GIVEN REQUEST: Print the items below without any changes, from the line containing "Note: for this drill we locate the barren" through the end of the items.

Start of DATA ROWS

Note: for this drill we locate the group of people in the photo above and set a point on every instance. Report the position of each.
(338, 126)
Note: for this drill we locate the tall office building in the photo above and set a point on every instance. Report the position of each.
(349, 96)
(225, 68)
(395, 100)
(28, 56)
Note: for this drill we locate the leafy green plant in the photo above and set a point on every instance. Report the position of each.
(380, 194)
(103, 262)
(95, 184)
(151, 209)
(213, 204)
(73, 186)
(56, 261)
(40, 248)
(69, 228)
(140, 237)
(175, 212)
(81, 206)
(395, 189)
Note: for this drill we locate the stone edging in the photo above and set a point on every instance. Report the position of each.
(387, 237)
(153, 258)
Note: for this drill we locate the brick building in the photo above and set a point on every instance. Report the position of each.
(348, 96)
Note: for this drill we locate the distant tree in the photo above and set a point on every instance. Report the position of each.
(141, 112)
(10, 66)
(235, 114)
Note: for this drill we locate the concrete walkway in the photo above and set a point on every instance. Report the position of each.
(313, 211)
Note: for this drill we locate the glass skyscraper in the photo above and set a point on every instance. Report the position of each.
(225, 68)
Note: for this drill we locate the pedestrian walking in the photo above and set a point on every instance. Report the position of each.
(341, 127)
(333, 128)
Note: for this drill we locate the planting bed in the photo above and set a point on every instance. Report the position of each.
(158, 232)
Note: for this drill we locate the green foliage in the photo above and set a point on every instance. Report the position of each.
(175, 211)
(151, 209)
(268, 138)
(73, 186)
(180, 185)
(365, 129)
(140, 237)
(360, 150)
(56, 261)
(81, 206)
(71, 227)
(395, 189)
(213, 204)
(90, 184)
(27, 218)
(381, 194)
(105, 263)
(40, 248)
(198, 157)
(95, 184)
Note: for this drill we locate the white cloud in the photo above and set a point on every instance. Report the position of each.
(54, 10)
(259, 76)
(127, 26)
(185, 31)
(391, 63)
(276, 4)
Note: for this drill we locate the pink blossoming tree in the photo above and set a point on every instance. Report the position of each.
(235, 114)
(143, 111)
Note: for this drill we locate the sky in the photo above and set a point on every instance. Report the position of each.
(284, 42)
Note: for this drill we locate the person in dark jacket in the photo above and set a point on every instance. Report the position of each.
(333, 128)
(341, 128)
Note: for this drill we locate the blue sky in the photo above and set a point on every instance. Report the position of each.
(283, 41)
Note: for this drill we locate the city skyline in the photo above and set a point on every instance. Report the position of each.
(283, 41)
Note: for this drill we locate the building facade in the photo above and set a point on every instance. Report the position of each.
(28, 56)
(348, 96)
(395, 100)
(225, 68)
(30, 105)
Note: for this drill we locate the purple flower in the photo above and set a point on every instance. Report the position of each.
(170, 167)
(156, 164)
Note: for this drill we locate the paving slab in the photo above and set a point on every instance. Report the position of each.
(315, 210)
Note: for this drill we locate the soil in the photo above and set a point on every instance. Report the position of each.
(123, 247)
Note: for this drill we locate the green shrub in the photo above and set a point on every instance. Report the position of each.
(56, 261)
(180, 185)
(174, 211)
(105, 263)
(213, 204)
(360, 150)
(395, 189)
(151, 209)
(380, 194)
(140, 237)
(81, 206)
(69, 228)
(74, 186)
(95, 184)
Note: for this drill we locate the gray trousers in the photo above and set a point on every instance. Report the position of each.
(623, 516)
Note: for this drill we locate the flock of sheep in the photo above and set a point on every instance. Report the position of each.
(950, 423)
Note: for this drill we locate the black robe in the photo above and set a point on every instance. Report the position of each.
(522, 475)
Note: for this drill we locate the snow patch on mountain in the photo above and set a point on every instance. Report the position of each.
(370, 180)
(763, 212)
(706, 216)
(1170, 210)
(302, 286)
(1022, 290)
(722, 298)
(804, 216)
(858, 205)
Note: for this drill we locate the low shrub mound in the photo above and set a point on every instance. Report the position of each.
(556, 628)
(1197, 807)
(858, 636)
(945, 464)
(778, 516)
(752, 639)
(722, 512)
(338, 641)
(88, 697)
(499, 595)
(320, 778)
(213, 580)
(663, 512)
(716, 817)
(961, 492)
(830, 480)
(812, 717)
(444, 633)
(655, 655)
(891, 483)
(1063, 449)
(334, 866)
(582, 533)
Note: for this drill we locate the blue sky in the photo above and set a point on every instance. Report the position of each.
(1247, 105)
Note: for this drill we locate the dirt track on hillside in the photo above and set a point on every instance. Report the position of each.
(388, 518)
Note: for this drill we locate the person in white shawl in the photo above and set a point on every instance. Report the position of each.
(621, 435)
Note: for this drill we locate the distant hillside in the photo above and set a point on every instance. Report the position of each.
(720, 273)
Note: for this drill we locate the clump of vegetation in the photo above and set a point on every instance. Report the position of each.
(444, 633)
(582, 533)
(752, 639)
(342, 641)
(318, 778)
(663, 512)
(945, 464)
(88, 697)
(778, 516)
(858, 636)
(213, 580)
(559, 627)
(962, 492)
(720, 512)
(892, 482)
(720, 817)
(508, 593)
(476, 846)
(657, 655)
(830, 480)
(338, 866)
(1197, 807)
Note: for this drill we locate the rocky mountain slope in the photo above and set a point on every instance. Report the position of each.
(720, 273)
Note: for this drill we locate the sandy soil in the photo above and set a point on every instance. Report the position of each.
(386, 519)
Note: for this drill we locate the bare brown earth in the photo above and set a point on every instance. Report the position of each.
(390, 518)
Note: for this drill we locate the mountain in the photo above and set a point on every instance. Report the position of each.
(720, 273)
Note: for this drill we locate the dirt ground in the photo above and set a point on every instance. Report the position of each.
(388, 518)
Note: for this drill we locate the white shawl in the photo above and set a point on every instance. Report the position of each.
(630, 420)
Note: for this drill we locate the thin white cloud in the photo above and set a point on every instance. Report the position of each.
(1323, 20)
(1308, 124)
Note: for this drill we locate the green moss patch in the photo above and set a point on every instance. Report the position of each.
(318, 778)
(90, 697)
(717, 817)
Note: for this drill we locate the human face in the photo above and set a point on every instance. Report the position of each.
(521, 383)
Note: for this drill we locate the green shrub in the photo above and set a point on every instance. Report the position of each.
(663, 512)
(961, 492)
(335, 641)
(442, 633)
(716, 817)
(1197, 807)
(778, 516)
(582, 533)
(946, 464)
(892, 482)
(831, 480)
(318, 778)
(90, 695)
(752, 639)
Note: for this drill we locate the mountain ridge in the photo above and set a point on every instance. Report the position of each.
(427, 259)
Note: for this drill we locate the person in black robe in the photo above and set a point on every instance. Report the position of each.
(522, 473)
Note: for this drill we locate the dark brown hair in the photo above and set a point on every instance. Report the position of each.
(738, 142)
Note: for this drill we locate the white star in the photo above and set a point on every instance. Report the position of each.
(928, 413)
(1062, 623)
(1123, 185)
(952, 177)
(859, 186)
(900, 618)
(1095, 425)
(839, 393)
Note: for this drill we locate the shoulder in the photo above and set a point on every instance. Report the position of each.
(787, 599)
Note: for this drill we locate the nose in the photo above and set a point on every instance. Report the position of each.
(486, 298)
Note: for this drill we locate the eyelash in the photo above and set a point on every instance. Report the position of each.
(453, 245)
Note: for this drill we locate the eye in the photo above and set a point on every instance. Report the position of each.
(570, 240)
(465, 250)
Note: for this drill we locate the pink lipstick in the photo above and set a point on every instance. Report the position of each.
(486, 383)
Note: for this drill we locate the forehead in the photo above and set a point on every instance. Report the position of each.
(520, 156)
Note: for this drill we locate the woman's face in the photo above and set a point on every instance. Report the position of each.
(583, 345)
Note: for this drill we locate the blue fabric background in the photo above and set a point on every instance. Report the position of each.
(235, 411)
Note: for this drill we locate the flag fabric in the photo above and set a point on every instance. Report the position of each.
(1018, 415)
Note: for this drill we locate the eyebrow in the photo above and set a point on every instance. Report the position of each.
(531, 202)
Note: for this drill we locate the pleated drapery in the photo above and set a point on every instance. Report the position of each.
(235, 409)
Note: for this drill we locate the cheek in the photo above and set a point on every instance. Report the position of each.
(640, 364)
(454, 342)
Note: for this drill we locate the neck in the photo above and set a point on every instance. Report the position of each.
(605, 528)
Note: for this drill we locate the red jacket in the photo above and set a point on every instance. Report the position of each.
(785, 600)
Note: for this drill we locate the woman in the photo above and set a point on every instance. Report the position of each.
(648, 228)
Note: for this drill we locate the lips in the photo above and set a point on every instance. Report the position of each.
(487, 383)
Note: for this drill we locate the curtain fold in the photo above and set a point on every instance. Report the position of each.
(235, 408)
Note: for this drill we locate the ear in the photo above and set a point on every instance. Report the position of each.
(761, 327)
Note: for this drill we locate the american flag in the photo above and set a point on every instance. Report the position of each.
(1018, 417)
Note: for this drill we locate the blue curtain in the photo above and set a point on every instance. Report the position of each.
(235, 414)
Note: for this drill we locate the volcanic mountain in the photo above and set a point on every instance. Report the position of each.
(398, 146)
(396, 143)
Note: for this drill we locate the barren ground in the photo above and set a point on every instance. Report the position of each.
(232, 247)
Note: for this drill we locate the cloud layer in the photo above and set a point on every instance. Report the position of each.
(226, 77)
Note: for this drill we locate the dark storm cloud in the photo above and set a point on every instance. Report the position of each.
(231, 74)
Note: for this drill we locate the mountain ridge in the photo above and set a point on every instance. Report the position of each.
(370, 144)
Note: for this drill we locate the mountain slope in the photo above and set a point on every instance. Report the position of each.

End of DATA ROWS

ANSWER TO THIS TASK:
Note: for this drill we locate the barren ground in the photo above and set a point on every instance. Report the position of each.
(232, 247)
Note: for this drill we locate the cloud layer in the photo above and set a point on every instance. Report the position of each.
(226, 77)
Note: for this drill we locate the dark storm cloud in the photo above and set a point on every instance. Report the position of each.
(231, 74)
Note: for this drill we locate the mountain ridge in the photo above and set a point on every instance. Report the position of each.
(370, 144)
Note: for this drill we locate the mountain slope in the photo above and set a point on every instance. Report the position of each.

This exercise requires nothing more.